_Prompt:_ Arrange every line of the rows below into a Markdown table with two columns, Line No. and Content: put each line's number in the first column and the line itself in the second. Leave out blank lines.

_Data:_
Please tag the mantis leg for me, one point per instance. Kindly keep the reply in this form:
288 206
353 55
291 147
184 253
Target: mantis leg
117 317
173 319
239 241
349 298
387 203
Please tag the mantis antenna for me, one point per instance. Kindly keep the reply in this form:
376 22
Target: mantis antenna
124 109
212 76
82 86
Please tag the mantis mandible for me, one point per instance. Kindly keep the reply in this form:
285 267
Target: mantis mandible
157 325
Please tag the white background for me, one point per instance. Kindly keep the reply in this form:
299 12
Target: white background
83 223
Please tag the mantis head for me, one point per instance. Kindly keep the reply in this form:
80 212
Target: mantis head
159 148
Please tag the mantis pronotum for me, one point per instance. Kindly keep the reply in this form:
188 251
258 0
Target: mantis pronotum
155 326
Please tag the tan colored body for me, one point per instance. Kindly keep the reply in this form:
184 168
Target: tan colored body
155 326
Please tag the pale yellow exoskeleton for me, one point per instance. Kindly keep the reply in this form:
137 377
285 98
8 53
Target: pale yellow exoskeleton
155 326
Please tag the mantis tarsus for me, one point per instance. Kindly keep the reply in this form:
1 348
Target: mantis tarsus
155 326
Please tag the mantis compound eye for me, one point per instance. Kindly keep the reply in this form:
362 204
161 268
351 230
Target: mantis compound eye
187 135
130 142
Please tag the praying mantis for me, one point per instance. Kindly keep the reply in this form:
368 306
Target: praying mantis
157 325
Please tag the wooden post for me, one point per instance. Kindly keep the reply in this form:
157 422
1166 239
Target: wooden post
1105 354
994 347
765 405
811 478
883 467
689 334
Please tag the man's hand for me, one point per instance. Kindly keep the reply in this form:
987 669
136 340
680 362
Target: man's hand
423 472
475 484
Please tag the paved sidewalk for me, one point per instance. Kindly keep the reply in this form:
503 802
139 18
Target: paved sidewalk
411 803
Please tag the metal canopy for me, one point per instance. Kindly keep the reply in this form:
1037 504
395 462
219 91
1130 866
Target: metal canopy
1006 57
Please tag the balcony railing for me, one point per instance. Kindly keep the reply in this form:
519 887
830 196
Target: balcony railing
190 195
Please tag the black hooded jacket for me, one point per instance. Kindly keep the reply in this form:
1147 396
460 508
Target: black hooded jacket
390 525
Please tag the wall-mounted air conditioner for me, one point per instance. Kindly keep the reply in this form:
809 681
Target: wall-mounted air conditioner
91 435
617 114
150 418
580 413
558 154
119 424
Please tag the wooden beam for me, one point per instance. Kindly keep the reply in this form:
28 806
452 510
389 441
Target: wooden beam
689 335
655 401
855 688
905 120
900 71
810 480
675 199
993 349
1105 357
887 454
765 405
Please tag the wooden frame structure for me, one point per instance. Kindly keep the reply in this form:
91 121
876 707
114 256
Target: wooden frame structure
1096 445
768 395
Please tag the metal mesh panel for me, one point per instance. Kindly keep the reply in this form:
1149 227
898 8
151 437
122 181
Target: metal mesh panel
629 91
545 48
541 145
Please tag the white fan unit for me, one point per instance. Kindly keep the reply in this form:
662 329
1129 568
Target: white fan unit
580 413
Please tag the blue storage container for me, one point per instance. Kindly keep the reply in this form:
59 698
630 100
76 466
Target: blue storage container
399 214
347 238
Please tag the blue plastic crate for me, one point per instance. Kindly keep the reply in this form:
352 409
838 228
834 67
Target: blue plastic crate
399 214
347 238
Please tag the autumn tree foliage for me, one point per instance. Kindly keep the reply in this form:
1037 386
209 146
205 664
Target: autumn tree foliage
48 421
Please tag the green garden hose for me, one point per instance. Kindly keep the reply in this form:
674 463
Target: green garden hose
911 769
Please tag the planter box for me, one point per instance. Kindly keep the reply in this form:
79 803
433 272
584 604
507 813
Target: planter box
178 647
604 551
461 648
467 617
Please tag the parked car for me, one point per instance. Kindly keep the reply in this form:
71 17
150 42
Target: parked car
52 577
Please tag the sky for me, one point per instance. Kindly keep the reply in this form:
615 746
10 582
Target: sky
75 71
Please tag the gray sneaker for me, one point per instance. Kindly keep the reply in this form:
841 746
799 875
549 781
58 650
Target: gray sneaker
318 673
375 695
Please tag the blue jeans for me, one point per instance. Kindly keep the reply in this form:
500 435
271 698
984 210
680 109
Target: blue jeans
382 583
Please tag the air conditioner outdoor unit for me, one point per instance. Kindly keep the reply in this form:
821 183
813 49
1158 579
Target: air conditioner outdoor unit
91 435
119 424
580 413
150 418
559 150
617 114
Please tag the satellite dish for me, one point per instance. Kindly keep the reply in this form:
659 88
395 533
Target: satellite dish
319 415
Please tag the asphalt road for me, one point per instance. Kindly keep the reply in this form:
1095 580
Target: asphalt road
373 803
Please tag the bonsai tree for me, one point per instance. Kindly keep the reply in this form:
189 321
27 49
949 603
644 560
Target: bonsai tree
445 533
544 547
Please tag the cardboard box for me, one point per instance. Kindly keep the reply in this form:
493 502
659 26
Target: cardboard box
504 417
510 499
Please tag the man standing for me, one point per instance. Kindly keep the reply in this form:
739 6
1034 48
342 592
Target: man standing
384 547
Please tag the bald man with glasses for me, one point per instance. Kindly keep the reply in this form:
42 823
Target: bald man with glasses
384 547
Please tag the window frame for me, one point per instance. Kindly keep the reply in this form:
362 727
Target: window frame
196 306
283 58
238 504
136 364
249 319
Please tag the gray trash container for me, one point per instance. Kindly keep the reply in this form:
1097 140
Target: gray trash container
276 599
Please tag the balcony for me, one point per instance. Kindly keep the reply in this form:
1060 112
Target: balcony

_Task solution:_
| Line No. | Content |
|---|---|
| 1 | Please tag the mantis leg for me, one point per instance. Kindly keep the reply in this form: |
| 2 | 288 206 |
| 3 | 353 55 |
| 4 | 291 147 |
| 5 | 184 253 |
| 6 | Target: mantis leg |
| 7 | 117 317 |
| 8 | 173 319 |
| 9 | 239 241 |
| 10 | 349 298 |
| 11 | 387 203 |
| 12 | Please tag the mantis antenna for me, one point per instance. Kindly keep the reply in this form: |
| 13 | 376 22 |
| 14 | Target: mantis antenna |
| 15 | 124 109 |
| 16 | 212 76 |
| 17 | 82 86 |
| 18 | Please tag the mantis mandible for me, one point per instance. Kindly keep the reply in this form: |
| 19 | 285 267 |
| 20 | Target: mantis mandible |
| 21 | 157 325 |
| 22 | Please tag the white background for me, one point per instance. Kindly keep the reply in this form: |
| 23 | 299 12 |
| 24 | Target: white background |
| 25 | 83 223 |
| 26 | Please tag the mantis head for me, one point per instance. Kindly keep the reply in this form: |
| 27 | 80 212 |
| 28 | Target: mantis head |
| 29 | 159 148 |
| 30 | Please tag the mantis pronotum for me, one point per instance. Kindly keep the reply in this form: |
| 31 | 188 251 |
| 32 | 258 0 |
| 33 | Target: mantis pronotum |
| 34 | 155 326 |
| 35 | Please tag the tan colored body for me, one point per instance. Kindly keep the reply in this form: |
| 36 | 184 168 |
| 37 | Target: tan colored body |
| 38 | 155 326 |
| 39 | Please tag the pale yellow exoskeleton for me, one point per instance. Kindly keep the reply in this form: |
| 40 | 137 377 |
| 41 | 285 98 |
| 42 | 8 53 |
| 43 | Target: pale yellow exoskeleton |
| 44 | 155 326 |
| 45 | Please tag the mantis tarsus for me, one point per instance. Kindly keep the reply in this form: |
| 46 | 1 348 |
| 47 | Target: mantis tarsus |
| 48 | 155 326 |
| 49 | Please tag the mantis compound eye for me, one point per instance. Kindly keep the reply in this form: |
| 50 | 362 204 |
| 51 | 161 268 |
| 52 | 351 230 |
| 53 | Target: mantis compound eye |
| 54 | 187 135 |
| 55 | 130 142 |
| 56 | Please tag the praying mantis for me, one point per instance. Kindly keep the reply in this form: |
| 57 | 368 306 |
| 58 | Target: praying mantis |
| 59 | 157 325 |
| 60 | Please tag the wooden post for me, one point per instance. Kindly keep the reply in this form: |
| 61 | 157 422 |
| 62 | 1166 239 |
| 63 | Target: wooden post |
| 64 | 1105 354 |
| 65 | 994 347 |
| 66 | 765 405 |
| 67 | 811 478 |
| 68 | 883 467 |
| 69 | 689 334 |
| 70 | Please tag the man's hand for me, one point per instance. Kindly keep the reply in this form: |
| 71 | 987 669 |
| 72 | 136 340 |
| 73 | 680 362 |
| 74 | Target: man's hand |
| 75 | 423 472 |
| 76 | 475 484 |
| 77 | Please tag the paved sidewalk for me, one point per instance. Kindly keep the reply in this form: |
| 78 | 503 802 |
| 79 | 139 18 |
| 80 | Target: paved sidewalk |
| 81 | 411 803 |
| 82 | Please tag the metal canopy for me, one point per instance. Kindly keep the reply in this form: |
| 83 | 1037 504 |
| 84 | 395 462 |
| 85 | 219 91 |
| 86 | 1130 866 |
| 87 | Target: metal canopy |
| 88 | 1006 57 |
| 89 | Please tag the balcony railing for me, one point per instance. Kindly keep the reply in this form: |
| 90 | 519 887 |
| 91 | 830 196 |
| 92 | Target: balcony railing |
| 93 | 190 195 |
| 94 | Please tag the black hooded jacket for me, one point per instance. Kindly keep the reply in this form: |
| 95 | 1147 396 |
| 96 | 460 508 |
| 97 | Target: black hooded jacket |
| 98 | 390 525 |
| 99 | Please tag the wall-mounted air conditioner for me, one point per instance. Kindly keep the reply in this form: |
| 100 | 809 681 |
| 101 | Target: wall-mounted air conditioner |
| 102 | 91 435 |
| 103 | 617 114 |
| 104 | 150 418 |
| 105 | 580 413 |
| 106 | 558 154 |
| 107 | 119 424 |
| 108 | Please tag the wooden beam for me, one point per instance. Kindly keep the reply in this form: |
| 109 | 28 806 |
| 110 | 452 510 |
| 111 | 389 441 |
| 112 | Target: wooden beam |
| 113 | 689 335 |
| 114 | 655 401 |
| 115 | 855 688 |
| 116 | 905 120 |
| 117 | 900 71 |
| 118 | 810 480 |
| 119 | 675 199 |
| 120 | 993 349 |
| 121 | 1105 357 |
| 122 | 887 454 |
| 123 | 765 405 |
| 124 | Please tag the wooden frame structure for me, one point per instance. Kindly keep the reply in this form: |
| 125 | 91 121 |
| 126 | 876 707 |
| 127 | 114 256 |
| 128 | Target: wooden frame structure |
| 129 | 1096 445 |
| 130 | 768 395 |
| 131 | Please tag the metal mesh panel for me, one point per instance. Kindly keep the reply in this form: |
| 132 | 1149 227 |
| 133 | 898 8 |
| 134 | 151 437 |
| 135 | 122 181 |
| 136 | Target: metal mesh panel |
| 137 | 629 91 |
| 138 | 545 48 |
| 139 | 541 145 |
| 140 | Please tag the white fan unit for me, one point per instance. Kindly keep the reply in this form: |
| 141 | 662 329 |
| 142 | 1129 568 |
| 143 | Target: white fan unit |
| 144 | 580 413 |
| 145 | Please tag the blue storage container for me, one point per instance. Kindly keep the reply in this form: |
| 146 | 59 698 |
| 147 | 630 100 |
| 148 | 76 466 |
| 149 | Target: blue storage container |
| 150 | 399 214 |
| 151 | 347 238 |
| 152 | Please tag the blue plastic crate for me, one point per instance. Kindly keep the reply in this form: |
| 153 | 352 409 |
| 154 | 838 228 |
| 155 | 834 67 |
| 156 | Target: blue plastic crate |
| 157 | 399 214 |
| 158 | 347 238 |
| 159 | Please tag the autumn tree foliage for me, one point per instance. Kindly keep the reply in this form: |
| 160 | 1037 386 |
| 161 | 209 146 |
| 162 | 205 664 |
| 163 | Target: autumn tree foliage |
| 164 | 48 421 |
| 165 | Please tag the green garden hose for me, one point per instance. Kindly keep the reply in this form: |
| 166 | 674 463 |
| 167 | Target: green garden hose |
| 168 | 911 769 |
| 169 | Please tag the planter box for me, one point per instance. Kindly keep the reply in this form: |
| 170 | 79 803 |
| 171 | 433 272 |
| 172 | 584 604 |
| 173 | 507 813 |
| 174 | Target: planter box |
| 175 | 178 647 |
| 176 | 604 551 |
| 177 | 461 648 |
| 178 | 467 617 |
| 179 | Please tag the parked car for me, one point per instance. Kindly keep the reply in this form: |
| 180 | 71 17 |
| 181 | 150 42 |
| 182 | Target: parked car |
| 183 | 52 577 |
| 184 | Please tag the sky for me, one point per instance. Kindly keep the reply in this form: |
| 185 | 615 746 |
| 186 | 10 582 |
| 187 | Target: sky |
| 188 | 75 71 |
| 189 | Please tag the gray sneaker for me, one point per instance. Kindly keep the reply in this form: |
| 190 | 841 746 |
| 191 | 799 875 |
| 192 | 549 781 |
| 193 | 58 650 |
| 194 | Target: gray sneaker |
| 195 | 318 673 |
| 196 | 375 695 |
| 197 | Please tag the blue jeans for me, one point per instance. Kindly keep the reply in this form: |
| 198 | 500 435 |
| 199 | 271 698 |
| 200 | 984 210 |
| 201 | 680 109 |
| 202 | Target: blue jeans |
| 203 | 382 583 |
| 204 | Please tag the air conditioner outdoor unit for me, one point per instance. Kindly keep the reply in this form: |
| 205 | 821 183 |
| 206 | 813 49 |
| 207 | 1158 579 |
| 208 | Target: air conditioner outdoor unit |
| 209 | 91 435 |
| 210 | 119 424 |
| 211 | 580 413 |
| 212 | 150 418 |
| 213 | 559 150 |
| 214 | 617 114 |
| 215 | Please tag the satellite dish for me, one point per instance. Kindly keep the reply in this form: |
| 216 | 659 88 |
| 217 | 395 533 |
| 218 | Target: satellite dish |
| 219 | 319 415 |
| 220 | Please tag the asphalt road for me, one point per instance. Kindly keep the reply in this form: |
| 221 | 1095 580 |
| 222 | Target: asphalt road |
| 223 | 373 803 |
| 224 | Please tag the bonsai tree for me, one point per instance. Kindly keep the reply in this form: |
| 225 | 189 321 |
| 226 | 27 49 |
| 227 | 949 603 |
| 228 | 644 560 |
| 229 | Target: bonsai tree |
| 230 | 445 533 |
| 231 | 544 547 |
| 232 | Please tag the cardboard box for me, one point per instance. Kindly keep the reply in this form: |
| 233 | 493 502 |
| 234 | 659 26 |
| 235 | Target: cardboard box |
| 236 | 504 417 |
| 237 | 510 499 |
| 238 | Please tag the man standing for me, one point per instance. Kindly keep the reply in this form: |
| 239 | 739 6 |
| 240 | 1034 48 |
| 241 | 342 592 |
| 242 | Target: man standing |
| 243 | 384 547 |
| 244 | Please tag the bald man with glasses for me, one point per instance. Kindly keep the reply in this form: |
| 245 | 42 823 |
| 246 | Target: bald man with glasses |
| 247 | 384 547 |
| 248 | Please tag the window frame for me, one point per instance. Kindly keep the reply in this form: |
| 249 | 362 727 |
| 250 | Target: window frame |
| 251 | 196 306 |
| 252 | 283 58 |
| 253 | 238 504 |
| 254 | 136 364 |
| 255 | 249 319 |
| 256 | Please tag the gray trash container for me, one point per instance. Kindly keep the reply in this form: |
| 257 | 1097 140 |
| 258 | Target: gray trash container |
| 259 | 276 599 |
| 260 | Please tag the balcony for me, one point per instance. Kindly keep the reply in this form: |
| 261 | 1060 112 |
| 262 | Target: balcony |